▶ What this task involves
The answer must be every line below that holds the word "query".

▶ Dataset records
----
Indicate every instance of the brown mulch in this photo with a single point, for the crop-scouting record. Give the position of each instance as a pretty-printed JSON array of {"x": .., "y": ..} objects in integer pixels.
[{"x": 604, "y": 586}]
----
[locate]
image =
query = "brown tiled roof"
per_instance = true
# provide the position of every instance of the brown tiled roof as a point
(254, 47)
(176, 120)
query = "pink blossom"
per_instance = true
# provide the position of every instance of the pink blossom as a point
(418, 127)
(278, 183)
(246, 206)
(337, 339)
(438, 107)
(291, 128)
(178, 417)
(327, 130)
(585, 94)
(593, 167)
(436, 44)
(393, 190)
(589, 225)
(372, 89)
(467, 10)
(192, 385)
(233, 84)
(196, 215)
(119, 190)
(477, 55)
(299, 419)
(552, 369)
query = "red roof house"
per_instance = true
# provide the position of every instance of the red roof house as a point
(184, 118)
----
▶ Reply
query = "brown tiled roof"
query = "pink blossom"
query = "red roof house"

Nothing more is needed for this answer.